EXCERPTED DATA =>
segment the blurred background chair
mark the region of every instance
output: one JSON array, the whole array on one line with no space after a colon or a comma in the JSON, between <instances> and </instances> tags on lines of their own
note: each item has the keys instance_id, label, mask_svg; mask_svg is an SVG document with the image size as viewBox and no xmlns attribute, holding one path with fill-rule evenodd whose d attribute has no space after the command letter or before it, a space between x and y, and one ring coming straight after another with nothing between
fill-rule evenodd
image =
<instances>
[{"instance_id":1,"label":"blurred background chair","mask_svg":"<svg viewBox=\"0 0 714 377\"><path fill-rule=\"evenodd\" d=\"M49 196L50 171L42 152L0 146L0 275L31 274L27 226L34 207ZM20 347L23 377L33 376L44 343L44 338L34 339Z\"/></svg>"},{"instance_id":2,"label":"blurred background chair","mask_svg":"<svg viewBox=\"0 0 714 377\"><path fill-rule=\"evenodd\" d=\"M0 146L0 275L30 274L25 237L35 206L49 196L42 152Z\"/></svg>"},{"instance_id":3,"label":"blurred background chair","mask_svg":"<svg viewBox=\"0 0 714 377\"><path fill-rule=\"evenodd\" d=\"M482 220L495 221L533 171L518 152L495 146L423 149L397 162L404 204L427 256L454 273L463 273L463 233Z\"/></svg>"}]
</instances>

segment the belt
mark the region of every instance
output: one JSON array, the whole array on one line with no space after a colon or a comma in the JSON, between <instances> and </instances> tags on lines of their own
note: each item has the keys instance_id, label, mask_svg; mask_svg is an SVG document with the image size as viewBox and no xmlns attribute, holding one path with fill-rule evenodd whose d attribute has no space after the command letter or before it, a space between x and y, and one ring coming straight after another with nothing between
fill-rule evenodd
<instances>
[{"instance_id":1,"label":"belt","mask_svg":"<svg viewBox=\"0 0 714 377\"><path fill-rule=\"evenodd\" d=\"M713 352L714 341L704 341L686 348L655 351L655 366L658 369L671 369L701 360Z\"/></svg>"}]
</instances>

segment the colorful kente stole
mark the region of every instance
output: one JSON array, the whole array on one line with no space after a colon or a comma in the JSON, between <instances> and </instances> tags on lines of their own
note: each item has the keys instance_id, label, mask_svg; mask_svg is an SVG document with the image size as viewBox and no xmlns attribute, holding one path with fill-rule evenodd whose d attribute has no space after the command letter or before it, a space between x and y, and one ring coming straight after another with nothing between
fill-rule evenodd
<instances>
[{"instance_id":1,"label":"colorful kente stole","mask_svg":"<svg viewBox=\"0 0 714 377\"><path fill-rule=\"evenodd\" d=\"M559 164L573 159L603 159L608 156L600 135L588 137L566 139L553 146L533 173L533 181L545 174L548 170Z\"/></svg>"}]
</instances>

WHAT YOU WILL DO => Extract the records from the line that has "segment the colorful kente stole" through the end of the records, copying each line unchanged.

CORRECT RESPONSE =>
segment the colorful kente stole
mark the region of every instance
output: one JSON array, the whole array on one line with no space after a colon or a comma in the JSON, between <instances> and </instances> tags on lines of their own
note: each item has the keys instance_id, label, mask_svg; mask_svg is an SVG document with the image size as viewBox and no xmlns attribute, holding one path with fill-rule evenodd whose d attribute has no space after the command letter or before it, a space between x and y, and one ring coming straight after another with nothing between
fill-rule evenodd
<instances>
[{"instance_id":1,"label":"colorful kente stole","mask_svg":"<svg viewBox=\"0 0 714 377\"><path fill-rule=\"evenodd\" d=\"M559 164L573 159L603 159L608 156L600 135L588 137L566 139L553 146L533 173L533 181L545 174L548 170Z\"/></svg>"}]
</instances>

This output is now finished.